[EXERCISE DATA Boundary: Start]

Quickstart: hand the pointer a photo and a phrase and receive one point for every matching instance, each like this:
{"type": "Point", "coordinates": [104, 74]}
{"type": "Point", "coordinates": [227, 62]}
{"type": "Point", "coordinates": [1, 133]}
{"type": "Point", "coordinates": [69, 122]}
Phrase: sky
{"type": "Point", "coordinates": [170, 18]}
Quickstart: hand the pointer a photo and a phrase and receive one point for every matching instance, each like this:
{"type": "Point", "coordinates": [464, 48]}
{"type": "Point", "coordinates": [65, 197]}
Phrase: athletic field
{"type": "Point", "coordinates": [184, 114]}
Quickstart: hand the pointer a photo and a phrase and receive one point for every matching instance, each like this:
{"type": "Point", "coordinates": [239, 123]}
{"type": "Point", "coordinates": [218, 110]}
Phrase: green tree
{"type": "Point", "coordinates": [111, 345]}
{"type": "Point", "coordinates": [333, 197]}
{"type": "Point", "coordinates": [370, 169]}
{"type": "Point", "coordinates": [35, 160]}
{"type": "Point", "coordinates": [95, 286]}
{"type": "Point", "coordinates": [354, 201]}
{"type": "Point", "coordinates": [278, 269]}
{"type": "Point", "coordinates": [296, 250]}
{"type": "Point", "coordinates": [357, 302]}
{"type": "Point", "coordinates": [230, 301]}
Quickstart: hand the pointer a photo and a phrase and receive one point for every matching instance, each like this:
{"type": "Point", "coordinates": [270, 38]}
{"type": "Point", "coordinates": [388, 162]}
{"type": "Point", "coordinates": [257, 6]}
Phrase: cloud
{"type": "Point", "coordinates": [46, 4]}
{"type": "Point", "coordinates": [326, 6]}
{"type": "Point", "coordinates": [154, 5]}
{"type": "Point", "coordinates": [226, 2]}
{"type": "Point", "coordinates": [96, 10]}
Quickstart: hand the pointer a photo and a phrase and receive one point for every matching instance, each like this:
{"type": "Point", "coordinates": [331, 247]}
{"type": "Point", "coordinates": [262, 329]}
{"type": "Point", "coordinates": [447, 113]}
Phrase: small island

[EXERCISE DATA Boundary: End]

__WORK TO COMPLETE__: Write out the records in full, word for word.

__RESULT OF THIS EXERCISE__:
Quickstart: hand the pointer a photo and a phrase and receive one point for every matching instance, each like this:
{"type": "Point", "coordinates": [104, 74]}
{"type": "Point", "coordinates": [227, 62]}
{"type": "Point", "coordinates": [1, 133]}
{"type": "Point", "coordinates": [69, 122]}
Phrase: sky
{"type": "Point", "coordinates": [170, 18]}
Quickstart: hand the pointer a photo and a phrase and receive one point for every matching instance, each like this:
{"type": "Point", "coordinates": [464, 48]}
{"type": "Point", "coordinates": [65, 197]}
Phrase: athletic field
{"type": "Point", "coordinates": [184, 114]}
Quickstart: hand the pointer a photo and a phrase and receive one point for every matching instance, each like this:
{"type": "Point", "coordinates": [239, 123]}
{"type": "Point", "coordinates": [218, 110]}
Phrase: green tree
{"type": "Point", "coordinates": [111, 345]}
{"type": "Point", "coordinates": [333, 197]}
{"type": "Point", "coordinates": [370, 169]}
{"type": "Point", "coordinates": [35, 160]}
{"type": "Point", "coordinates": [95, 286]}
{"type": "Point", "coordinates": [354, 201]}
{"type": "Point", "coordinates": [278, 269]}
{"type": "Point", "coordinates": [296, 250]}
{"type": "Point", "coordinates": [357, 302]}
{"type": "Point", "coordinates": [230, 301]}
Quickstart: hand the pointer a photo and a phrase and receive one point for every matching instance, each like this:
{"type": "Point", "coordinates": [270, 38]}
{"type": "Point", "coordinates": [388, 162]}
{"type": "Point", "coordinates": [257, 6]}
Phrase: cloud
{"type": "Point", "coordinates": [46, 4]}
{"type": "Point", "coordinates": [326, 6]}
{"type": "Point", "coordinates": [154, 5]}
{"type": "Point", "coordinates": [226, 2]}
{"type": "Point", "coordinates": [96, 10]}
Quickstart: hand the pointer a photo and a phrase and receive one point for every matching instance, each like this:
{"type": "Point", "coordinates": [331, 247]}
{"type": "Point", "coordinates": [262, 329]}
{"type": "Point", "coordinates": [447, 113]}
Phrase: small island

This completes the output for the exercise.